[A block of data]
————

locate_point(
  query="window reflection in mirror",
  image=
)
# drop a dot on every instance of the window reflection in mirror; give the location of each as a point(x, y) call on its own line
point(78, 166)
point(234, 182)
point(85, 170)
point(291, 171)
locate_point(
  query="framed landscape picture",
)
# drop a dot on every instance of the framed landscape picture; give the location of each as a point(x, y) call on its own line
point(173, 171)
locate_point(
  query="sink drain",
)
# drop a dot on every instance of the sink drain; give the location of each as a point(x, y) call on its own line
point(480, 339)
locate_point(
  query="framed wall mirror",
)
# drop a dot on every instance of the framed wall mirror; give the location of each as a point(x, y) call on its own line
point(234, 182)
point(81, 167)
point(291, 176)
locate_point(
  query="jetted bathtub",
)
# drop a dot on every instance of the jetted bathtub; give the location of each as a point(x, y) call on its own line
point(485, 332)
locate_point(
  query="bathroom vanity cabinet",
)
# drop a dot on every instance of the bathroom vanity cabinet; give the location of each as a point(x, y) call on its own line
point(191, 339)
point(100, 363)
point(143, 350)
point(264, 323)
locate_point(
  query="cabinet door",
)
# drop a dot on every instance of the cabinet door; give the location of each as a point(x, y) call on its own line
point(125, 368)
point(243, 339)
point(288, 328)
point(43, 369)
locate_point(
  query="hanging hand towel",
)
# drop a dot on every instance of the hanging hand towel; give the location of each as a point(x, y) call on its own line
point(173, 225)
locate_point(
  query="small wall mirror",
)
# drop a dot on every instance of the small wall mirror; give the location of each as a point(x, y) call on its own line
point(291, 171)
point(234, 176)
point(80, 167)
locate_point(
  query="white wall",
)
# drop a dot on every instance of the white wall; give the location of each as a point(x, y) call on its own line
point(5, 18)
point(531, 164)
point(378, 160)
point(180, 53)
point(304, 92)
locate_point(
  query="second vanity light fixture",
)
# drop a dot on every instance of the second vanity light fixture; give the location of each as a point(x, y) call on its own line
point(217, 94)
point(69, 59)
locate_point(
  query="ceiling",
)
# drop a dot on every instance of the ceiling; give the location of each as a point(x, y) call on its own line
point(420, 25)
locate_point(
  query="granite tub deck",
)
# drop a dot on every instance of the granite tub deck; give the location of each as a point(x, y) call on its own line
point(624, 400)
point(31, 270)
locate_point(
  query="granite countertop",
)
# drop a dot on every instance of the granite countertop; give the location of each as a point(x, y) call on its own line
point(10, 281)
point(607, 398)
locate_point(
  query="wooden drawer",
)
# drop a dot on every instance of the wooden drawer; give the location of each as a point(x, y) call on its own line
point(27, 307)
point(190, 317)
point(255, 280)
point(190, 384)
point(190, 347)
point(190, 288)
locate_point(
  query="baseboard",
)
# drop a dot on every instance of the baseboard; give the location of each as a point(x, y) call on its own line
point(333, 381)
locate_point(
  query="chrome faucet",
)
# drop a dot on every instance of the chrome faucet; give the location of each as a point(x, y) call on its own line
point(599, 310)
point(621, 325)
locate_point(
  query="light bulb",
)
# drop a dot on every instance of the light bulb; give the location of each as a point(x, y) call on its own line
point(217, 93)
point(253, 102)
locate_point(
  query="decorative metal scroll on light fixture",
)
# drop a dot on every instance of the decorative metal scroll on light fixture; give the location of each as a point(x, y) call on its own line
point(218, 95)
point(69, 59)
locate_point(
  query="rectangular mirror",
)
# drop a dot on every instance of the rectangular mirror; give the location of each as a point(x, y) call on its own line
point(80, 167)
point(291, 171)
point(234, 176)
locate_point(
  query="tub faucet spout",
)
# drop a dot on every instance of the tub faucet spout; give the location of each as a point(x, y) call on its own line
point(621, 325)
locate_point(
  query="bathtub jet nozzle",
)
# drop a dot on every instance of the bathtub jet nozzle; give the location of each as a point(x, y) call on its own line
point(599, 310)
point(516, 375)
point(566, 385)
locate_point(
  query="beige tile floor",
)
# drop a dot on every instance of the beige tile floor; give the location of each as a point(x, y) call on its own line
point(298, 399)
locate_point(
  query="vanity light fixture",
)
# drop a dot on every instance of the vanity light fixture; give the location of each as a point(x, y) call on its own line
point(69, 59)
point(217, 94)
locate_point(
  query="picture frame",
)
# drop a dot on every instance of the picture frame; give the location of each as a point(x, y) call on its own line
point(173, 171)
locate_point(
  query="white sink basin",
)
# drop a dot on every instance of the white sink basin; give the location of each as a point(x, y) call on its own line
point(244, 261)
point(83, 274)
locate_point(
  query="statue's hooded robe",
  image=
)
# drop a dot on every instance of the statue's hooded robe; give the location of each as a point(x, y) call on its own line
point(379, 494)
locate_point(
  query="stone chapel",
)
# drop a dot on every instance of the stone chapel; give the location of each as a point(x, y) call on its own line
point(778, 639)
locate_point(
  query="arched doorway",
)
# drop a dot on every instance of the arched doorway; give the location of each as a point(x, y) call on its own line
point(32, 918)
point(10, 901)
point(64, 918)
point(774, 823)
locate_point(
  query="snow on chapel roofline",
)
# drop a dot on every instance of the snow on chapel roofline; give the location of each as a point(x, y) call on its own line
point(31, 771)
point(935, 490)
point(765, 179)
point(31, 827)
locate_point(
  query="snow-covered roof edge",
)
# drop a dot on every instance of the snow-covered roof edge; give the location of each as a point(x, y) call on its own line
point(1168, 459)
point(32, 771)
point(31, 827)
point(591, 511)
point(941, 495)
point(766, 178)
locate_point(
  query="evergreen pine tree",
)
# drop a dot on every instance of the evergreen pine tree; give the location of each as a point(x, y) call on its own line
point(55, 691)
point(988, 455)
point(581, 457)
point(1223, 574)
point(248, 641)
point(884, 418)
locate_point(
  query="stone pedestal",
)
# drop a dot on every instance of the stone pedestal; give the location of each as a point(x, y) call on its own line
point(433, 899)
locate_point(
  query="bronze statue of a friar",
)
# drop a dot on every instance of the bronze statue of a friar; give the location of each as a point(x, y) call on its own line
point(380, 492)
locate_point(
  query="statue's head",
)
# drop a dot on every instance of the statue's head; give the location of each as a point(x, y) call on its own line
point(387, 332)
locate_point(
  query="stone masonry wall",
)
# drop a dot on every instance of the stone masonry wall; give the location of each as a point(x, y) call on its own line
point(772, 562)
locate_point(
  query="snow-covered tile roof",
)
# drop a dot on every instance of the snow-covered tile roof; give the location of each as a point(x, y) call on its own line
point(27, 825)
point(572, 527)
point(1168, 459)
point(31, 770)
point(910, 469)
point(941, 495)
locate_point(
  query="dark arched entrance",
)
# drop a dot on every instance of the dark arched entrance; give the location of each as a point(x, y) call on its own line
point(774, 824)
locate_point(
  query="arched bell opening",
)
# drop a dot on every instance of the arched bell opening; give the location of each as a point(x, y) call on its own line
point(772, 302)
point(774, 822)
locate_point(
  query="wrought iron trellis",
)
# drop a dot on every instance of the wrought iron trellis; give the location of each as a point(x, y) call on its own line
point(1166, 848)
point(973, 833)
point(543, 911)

————

▸ **Requirement**
Duplicate all of the data above line for line, with no changes.

▸ **Answer**
locate_point(
  query="window reflection in mirror",
  image=
)
# drop a dot on every instance of the window reflection in mirror; give the location of each as a point(x, y) call on its own line
point(78, 166)
point(234, 182)
point(85, 170)
point(291, 171)
locate_point(
  query="framed landscape picture",
)
# drop a dot on every instance of the framed landscape picture; give the location of each as a point(x, y) call on its own line
point(173, 171)
locate_point(
  query="sink drain",
)
# drop a dot on every instance of the sink drain; give the location of each as a point(x, y) call on its own line
point(480, 339)
locate_point(
  query="framed wall mirror",
)
# drop a dot on every instance of the framed wall mirror; give the location of each as a point(x, y) call on its own line
point(234, 182)
point(81, 167)
point(291, 176)
locate_point(
  query="jetted bathtub",
)
# drop a dot on every instance of the jetted bathtub; give the location of each as a point(x, y) call on its own line
point(485, 332)
locate_point(
  query="bathroom vanity cabinet",
)
# drop a dot on every instance of the bathroom vanity cabinet; give the location of each as a point(x, y) call on its own line
point(191, 339)
point(100, 363)
point(143, 350)
point(264, 323)
locate_point(
  query="cabinet door",
)
# drop a dot on every instance of the cabinet door; give the location of each as a point(x, y) call on its own line
point(125, 368)
point(243, 339)
point(288, 328)
point(43, 369)
locate_point(
  query="hanging hand towel",
)
# drop a dot on every instance of the hanging hand towel; give the location of each as a point(x, y) call on its own line
point(173, 225)
locate_point(
  query="small wall mirror",
)
# drop a dot on every instance of the small wall mirror; give the location of each as a point(x, y) call on its own line
point(291, 171)
point(234, 176)
point(80, 167)
locate_point(
  query="white wall",
)
# drop a dot on every instance of the white wall; give the location of each as a point(x, y) call on its own line
point(5, 18)
point(531, 164)
point(378, 160)
point(180, 53)
point(304, 92)
locate_point(
  query="second vanity light fixture",
)
# drop a dot on every instance of the second vanity light fixture; give the location of each as a point(x, y) call on its own line
point(217, 94)
point(69, 59)
locate_point(
  query="ceiling",
)
# drop a dot on every instance of the ceiling; give the location of each as a point(x, y) call on its own line
point(420, 25)
locate_point(
  query="granite tub deck",
)
# drop a dot on every instance of the granite tub deck; give the location of each as a point(x, y) call on its own line
point(624, 400)
point(31, 270)
locate_point(
  query="granite countertop",
)
# drop a dot on every instance of the granite countertop; give the location of each as a point(x, y) call on its own line
point(10, 281)
point(607, 398)
locate_point(
  query="wooden drawer",
)
# drop a dot on every instance of the wooden drawer; give the location of each as a point(x, y) call on its own line
point(27, 307)
point(190, 317)
point(255, 280)
point(190, 384)
point(190, 347)
point(190, 288)
locate_point(
  query="baseboard",
)
# drop a dot on every instance of the baseboard; give the location of each as a point(x, y) call on its own line
point(333, 381)
locate_point(
  query="chrome faucet",
)
# drop a dot on every instance of the chrome faucet; give the location of each as a point(x, y) call on its own line
point(599, 310)
point(621, 325)
locate_point(
  query="light bulb",
)
# drop a dot on every instance of the light bulb; give the location of each as a point(x, y) call on its own line
point(217, 93)
point(253, 102)
locate_point(
  query="decorative metal scroll on light fixture",
)
# drop a dot on every instance of the decorative metal scroll on light fixture; give the location of each as a point(x, y) call on its own line
point(218, 95)
point(69, 59)
locate_point(
  query="rectangular mirror",
)
# drop a dot on every instance of the rectangular mirror; give the location of each as a point(x, y) call on its own line
point(80, 167)
point(291, 171)
point(234, 176)
locate_point(
  query="tub faucet spout",
)
# drop a dot on every instance of the tub faucet spout; give the location of each as a point(x, y) call on its own line
point(621, 325)
locate_point(
  query="bathtub jet nozzle",
)
# drop a dot on every instance of the bathtub jet nozzle; give the location of each as a point(x, y) call on its own line
point(599, 310)
point(516, 375)
point(566, 385)
locate_point(
  query="beige tile floor",
)
# drop a dot on every instance of the beige tile floor; give the location of each as a point(x, y) call on its own line
point(298, 399)
locate_point(
  query="vanity light fixture",
)
# drop a dot on every instance of the vanity light fixture; give the location of each as a point(x, y) call on its own line
point(69, 59)
point(217, 94)
locate_point(
  query="picture frame",
)
# drop a dot on every instance of the picture frame; give the location of each as a point(x, y) call on its own line
point(173, 171)
locate_point(
  query="white sink basin",
)
# drop a dot on every instance of the white sink basin; give the location of each as a point(x, y) call on its own line
point(244, 261)
point(83, 274)
locate_point(
  query="statue's hooded robe",
  image=
)
# drop a dot on every instance of the statue's hooded robe; give the location of each as a point(x, y) call on its own line
point(379, 494)
locate_point(
  query="stone chapel",
)
# drop a dot on every instance of the stone chapel; give the location of each as a point(x, y) call on its own line
point(778, 639)
locate_point(
  query="arched doorway",
)
# drop a dot on every instance of the arched doorway; give the location of each as a point(x, y) call on its own line
point(32, 918)
point(10, 901)
point(64, 918)
point(774, 823)
locate_point(
  query="snow on chapel roofline",
)
# drop a dot on every instance of the snow on chapel roofline; give the location of each as a point(x, y) call on its own line
point(31, 771)
point(935, 490)
point(765, 179)
point(31, 827)
locate_point(
  query="snow-covered roof edge",
)
# drop a dot on every instance of the snow-covered roof edge; give the location of each as a point(x, y) call on its own line
point(1168, 459)
point(32, 771)
point(31, 827)
point(591, 511)
point(941, 495)
point(766, 178)
locate_point(
  query="evergreen pine tree",
)
# drop a dot on every instance of the evergreen pine tree; give the location of each as a point(x, y) call on its own line
point(55, 691)
point(988, 455)
point(581, 457)
point(1223, 574)
point(248, 641)
point(884, 418)
locate_point(
  query="stone pedestal",
)
# drop a dot on every instance of the stone pedestal; give the location of each as a point(x, y) call on its own line
point(433, 899)
locate_point(
  query="bronze statue of a friar",
)
# drop a dot on every instance of the bronze statue of a friar; give the location of each as a point(x, y) call on its own line
point(380, 492)
locate_point(
  query="statue's head",
)
# drop a dot on every instance of the statue's head; give the location of each as a point(x, y) call on its own line
point(387, 332)
locate_point(
  query="stone masonry wall",
)
# drop a dot on every instance of the stone masonry wall; give the location of each as a point(x, y) call on its own line
point(772, 562)
locate_point(
  query="snow-covered tile roof",
)
# drop a dot on every instance of the snow-covered tile roof; give the location of each as a point(x, y) call on its own line
point(27, 825)
point(572, 527)
point(1168, 459)
point(31, 770)
point(910, 469)
point(941, 495)
locate_point(
  query="dark arched entrance",
)
# drop a dot on every instance of the dark arched entrance; give the location of each as a point(x, y) call on its own line
point(774, 824)
locate_point(
  query="arched bell opening",
)
# drop a dot on every instance of the arched bell opening; give the location of each as a point(x, y) call on its own line
point(772, 302)
point(774, 822)
locate_point(
  query="wrought iron trellis",
)
# drop a dot on every instance of the wrought iron trellis; give the location of each as a point(x, y) call on its own line
point(1166, 848)
point(973, 833)
point(543, 911)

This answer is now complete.